Every entry must be transcribed exactly. Pictures are not part of the copy.
--- Source data Enclosed Below ---
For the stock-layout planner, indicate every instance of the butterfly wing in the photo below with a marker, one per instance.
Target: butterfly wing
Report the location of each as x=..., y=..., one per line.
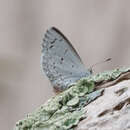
x=60, y=61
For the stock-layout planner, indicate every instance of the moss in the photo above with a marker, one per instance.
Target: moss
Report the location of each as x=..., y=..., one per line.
x=65, y=110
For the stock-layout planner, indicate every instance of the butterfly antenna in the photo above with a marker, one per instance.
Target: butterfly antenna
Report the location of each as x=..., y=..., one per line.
x=98, y=63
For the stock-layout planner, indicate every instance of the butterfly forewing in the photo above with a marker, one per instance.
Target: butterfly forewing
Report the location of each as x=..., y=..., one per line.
x=60, y=61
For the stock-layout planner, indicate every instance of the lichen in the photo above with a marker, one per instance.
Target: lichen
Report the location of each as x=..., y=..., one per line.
x=65, y=110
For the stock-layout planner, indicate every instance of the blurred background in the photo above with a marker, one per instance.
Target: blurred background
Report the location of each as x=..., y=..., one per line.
x=97, y=29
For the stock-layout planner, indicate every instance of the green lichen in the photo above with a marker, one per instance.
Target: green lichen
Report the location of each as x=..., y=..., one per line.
x=65, y=110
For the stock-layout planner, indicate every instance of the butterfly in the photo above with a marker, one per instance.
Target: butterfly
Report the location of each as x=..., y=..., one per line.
x=60, y=61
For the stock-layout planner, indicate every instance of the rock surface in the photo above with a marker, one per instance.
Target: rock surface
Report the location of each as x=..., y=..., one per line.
x=97, y=102
x=111, y=111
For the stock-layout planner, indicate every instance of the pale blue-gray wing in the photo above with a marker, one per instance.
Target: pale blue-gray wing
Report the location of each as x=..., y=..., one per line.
x=60, y=61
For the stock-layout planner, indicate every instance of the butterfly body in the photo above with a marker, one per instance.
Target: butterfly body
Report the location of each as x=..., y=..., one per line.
x=60, y=61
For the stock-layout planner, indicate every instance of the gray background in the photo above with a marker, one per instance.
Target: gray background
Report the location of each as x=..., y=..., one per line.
x=98, y=29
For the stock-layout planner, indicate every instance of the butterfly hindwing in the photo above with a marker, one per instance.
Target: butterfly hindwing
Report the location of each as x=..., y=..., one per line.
x=60, y=61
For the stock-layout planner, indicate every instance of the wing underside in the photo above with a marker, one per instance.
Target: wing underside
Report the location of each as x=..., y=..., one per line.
x=60, y=61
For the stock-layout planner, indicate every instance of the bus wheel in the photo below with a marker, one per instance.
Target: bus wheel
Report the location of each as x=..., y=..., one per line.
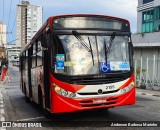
x=40, y=99
x=26, y=98
x=46, y=113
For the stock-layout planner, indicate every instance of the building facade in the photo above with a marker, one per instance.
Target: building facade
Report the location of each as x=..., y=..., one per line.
x=2, y=39
x=146, y=43
x=13, y=52
x=29, y=20
x=147, y=40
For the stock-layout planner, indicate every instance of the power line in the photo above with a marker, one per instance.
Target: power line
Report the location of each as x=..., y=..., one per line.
x=15, y=19
x=9, y=15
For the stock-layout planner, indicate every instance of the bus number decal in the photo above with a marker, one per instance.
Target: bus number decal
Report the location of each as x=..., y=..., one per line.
x=111, y=87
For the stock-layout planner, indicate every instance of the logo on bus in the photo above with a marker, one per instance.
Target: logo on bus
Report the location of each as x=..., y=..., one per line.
x=110, y=87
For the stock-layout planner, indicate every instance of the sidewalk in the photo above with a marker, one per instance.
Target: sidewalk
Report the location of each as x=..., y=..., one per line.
x=148, y=92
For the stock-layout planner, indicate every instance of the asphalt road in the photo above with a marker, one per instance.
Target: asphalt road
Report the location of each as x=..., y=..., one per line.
x=147, y=108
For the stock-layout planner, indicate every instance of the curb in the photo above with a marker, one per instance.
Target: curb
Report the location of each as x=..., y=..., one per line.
x=2, y=112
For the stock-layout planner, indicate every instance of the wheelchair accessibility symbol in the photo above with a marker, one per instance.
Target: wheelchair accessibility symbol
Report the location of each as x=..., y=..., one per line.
x=104, y=67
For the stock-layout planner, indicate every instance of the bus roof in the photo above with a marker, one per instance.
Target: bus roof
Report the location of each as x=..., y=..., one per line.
x=48, y=23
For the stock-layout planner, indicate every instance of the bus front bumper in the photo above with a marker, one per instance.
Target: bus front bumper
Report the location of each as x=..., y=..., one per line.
x=60, y=104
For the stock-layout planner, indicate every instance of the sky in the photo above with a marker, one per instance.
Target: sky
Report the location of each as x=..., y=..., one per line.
x=126, y=9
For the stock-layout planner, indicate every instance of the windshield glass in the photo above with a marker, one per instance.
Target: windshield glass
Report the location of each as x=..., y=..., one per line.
x=89, y=55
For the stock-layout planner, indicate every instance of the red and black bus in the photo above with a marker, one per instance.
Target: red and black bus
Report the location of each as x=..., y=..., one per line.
x=79, y=62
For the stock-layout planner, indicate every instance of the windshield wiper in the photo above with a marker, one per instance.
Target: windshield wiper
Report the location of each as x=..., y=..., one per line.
x=80, y=39
x=91, y=50
x=111, y=41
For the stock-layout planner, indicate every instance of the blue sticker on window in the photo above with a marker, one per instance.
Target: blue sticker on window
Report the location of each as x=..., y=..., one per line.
x=104, y=67
x=60, y=61
x=116, y=66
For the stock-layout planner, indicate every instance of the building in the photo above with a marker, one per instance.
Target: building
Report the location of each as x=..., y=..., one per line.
x=2, y=39
x=29, y=20
x=13, y=52
x=146, y=42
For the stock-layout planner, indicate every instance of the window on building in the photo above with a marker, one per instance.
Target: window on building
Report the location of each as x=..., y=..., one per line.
x=147, y=1
x=157, y=19
x=147, y=21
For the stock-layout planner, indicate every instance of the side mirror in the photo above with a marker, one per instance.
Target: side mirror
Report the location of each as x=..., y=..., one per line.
x=44, y=41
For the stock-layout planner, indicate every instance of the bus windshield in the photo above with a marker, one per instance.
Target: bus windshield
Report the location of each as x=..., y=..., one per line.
x=92, y=54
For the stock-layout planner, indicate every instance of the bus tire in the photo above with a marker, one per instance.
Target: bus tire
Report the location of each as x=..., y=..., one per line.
x=26, y=98
x=40, y=100
x=46, y=113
--- End of Enclosed Source data ---
Result of this exercise —
For the stock-layout planner, indicate every instance of the butterfly wing in the photo below with a marker, one per instance.
Target: butterfly wing
Report the location of each as x=..., y=..., one per line.
x=60, y=61
For the stock-layout planner, indicate every instance of the moss in the photo above with a marker, one per instance.
Target: moss
Report the location of each as x=..., y=..., one per line.
x=65, y=110
For the stock-layout planner, indicate every instance of the butterfly antenna in the photo above with a marker, one per instance.
Target: butterfly antenna
Report the location of each as x=..., y=..., one per line.
x=98, y=63
For the stock-layout planner, indicate every instance of the butterfly forewing in the photo above with a marker, one per instance.
Target: butterfly forewing
Report the location of each as x=..., y=..., one per line.
x=60, y=61
For the stock-layout planner, indicate every instance of the lichen in the photo above with a marker, one per instance.
Target: lichen
Report the location of each as x=..., y=..., one per line.
x=65, y=110
For the stock-layout planner, indicate every instance of the blurred background in the photo above with a marker, one per instance.
Target: blurred background
Report the location of each as x=..., y=..., one per line.
x=97, y=29
For the stock-layout planner, indicate every instance of the green lichen in the photo above with a marker, one per instance.
Target: green lichen
Report the location of each as x=..., y=..., one per line.
x=65, y=110
For the stock-layout planner, indicate every instance of the butterfly in the photo above with a marker, one per instance.
Target: butterfly
Report the location of each as x=..., y=..., one per line.
x=60, y=61
For the stock-layout planner, indicate every instance of the rock surface in the photo above with a marker, one per instance.
Target: rock surface
Report the location of each as x=..., y=..., one per line.
x=97, y=102
x=111, y=111
For the stock-layout planner, indicate every instance of the pale blue-gray wing in the photo above with a marker, one per instance.
Target: pale blue-gray wing
Report the location of each as x=..., y=..., one per line.
x=60, y=61
For the stock-layout planner, indicate every instance of the butterfly body in the photo above with a marker, one per instance.
Target: butterfly body
Report the location of each as x=..., y=..., one per line.
x=60, y=61
For the stock-layout planner, indicate every instance of the gray background in the photo above with a marker, one per instance.
Target: gray background
Report the location of each as x=..., y=..., one per line.
x=98, y=29
For the stock-layout planner, indicate every instance of the butterfly hindwing in the photo above with a marker, one per instance.
Target: butterfly hindwing
Report the location of each as x=..., y=..., one per line.
x=60, y=61
For the stock-layout planner, indicate every instance of the wing underside in the photo above with a marker, one per instance.
Target: wing underside
Report the location of each as x=..., y=..., one per line.
x=60, y=61
For the stock-layout planner, indicate every instance of the bus wheel in the photo below with a marker, one per instance.
Target: bus wheel
Report the location of each as x=..., y=..., one per line.
x=40, y=99
x=26, y=98
x=46, y=113
For the stock-layout planner, indicate every instance of the building facade in the photo above with a marker, one per instance.
Target: building facade
Report the location of each as x=..., y=..., one per line.
x=2, y=39
x=146, y=43
x=13, y=52
x=29, y=20
x=147, y=40
For the stock-layout planner, indicate every instance of the power line in the photo above with a marker, one per instance.
Target: power line
Report the location of each as x=..., y=..., one per line.
x=15, y=19
x=9, y=15
For the stock-layout planner, indicate every instance of the bus number decal in the photo above with a marker, one per instance.
Target: bus number decal
Report the location of each as x=..., y=..., one per line.
x=111, y=87
For the stock-layout planner, indicate every instance of the logo on bus in the photo above with a marker, one per instance.
Target: logo on bus
Report the location of each as x=..., y=..., one per line.
x=110, y=87
For the stock-layout planner, indicate every instance of the sidewalk in the photo above with a marker, one per instance.
Target: sidewalk
Report the location of each as x=..., y=..., one per line.
x=148, y=92
For the stock-layout planner, indicate every instance of the asphalt road in the photo above with a marker, one per instance.
Target: asphalt road
Report the location of each as x=..., y=..., one per line.
x=147, y=108
For the stock-layout planner, indicate every instance of the curb in the photo above with a marker, one per instance.
Target: curb
Report the location of each as x=..., y=..., one per line.
x=2, y=112
For the stock-layout planner, indicate every instance of the wheelchair accessibility symbol in the photo above with a marker, one per instance.
Target: wheelchair accessibility symbol
Report the location of each as x=..., y=..., one per line.
x=104, y=67
For the stock-layout planner, indicate every instance of the bus roof in the photo above with a marker, one per instance.
Target: bus roof
Report the location of each as x=..., y=..., one per line.
x=48, y=23
For the stock-layout planner, indicate every instance of the bus front bumper in the photo above with a marker, one per instance.
Target: bus front bumper
Report the location of each as x=..., y=..., one per line.
x=60, y=104
For the stock-layout planner, indicate every instance of the sky in the photo above with a marker, one per instance.
Target: sky
Report the location of each as x=..., y=..., one per line.
x=126, y=9
For the stock-layout planner, indicate every instance of the windshield glass in the photo above with a marker, one per instance.
Target: windshield glass
Report the location of each as x=..., y=..., one per line.
x=89, y=55
For the stock-layout planner, indicate every instance of the red and black bus in the photo above with a marker, one per instance.
Target: red and black bus
Report the location of each as x=..., y=..., one per line.
x=79, y=62
For the stock-layout planner, indicate every instance of the windshield wiper in the photo above with a marker, one per instance.
Target: windshield wiper
Report the location of each as x=..., y=..., one per line.
x=80, y=39
x=91, y=50
x=111, y=41
For the stock-layout planner, indicate every instance of the blue sticker on window in the photo above with a marker, one per instance.
Target: blue sticker on window
Report the location of each as x=..., y=..., one per line.
x=104, y=67
x=60, y=61
x=116, y=66
For the stock-layout planner, indicate every instance of the building in the photo above with a marker, one per instance.
Target: building
Report the location of each as x=..., y=..., one per line.
x=2, y=39
x=29, y=20
x=13, y=52
x=146, y=42
For the stock-layout planner, indicate every instance of the window on building in the photo above with a marker, one per instance.
Target: window on building
Report the location of each as x=..., y=..., one per line.
x=147, y=1
x=157, y=19
x=147, y=21
For the stock-layout planner, indicate every instance of the side mirror in the photo above with a marker, one per instance.
Target: side mirror
Report the location of each as x=..., y=..., one per line.
x=44, y=41
For the stock-layout planner, indicate every instance of the bus windshield in the photo above with a marker, one per instance.
Target: bus windshield
Report the location of each as x=..., y=..., one per line.
x=92, y=54
For the stock-layout planner, indicate every instance of the bus tire in the photo above with a marker, one per instance.
Target: bus tire
Report the location of each as x=..., y=..., one per line.
x=26, y=98
x=40, y=100
x=46, y=113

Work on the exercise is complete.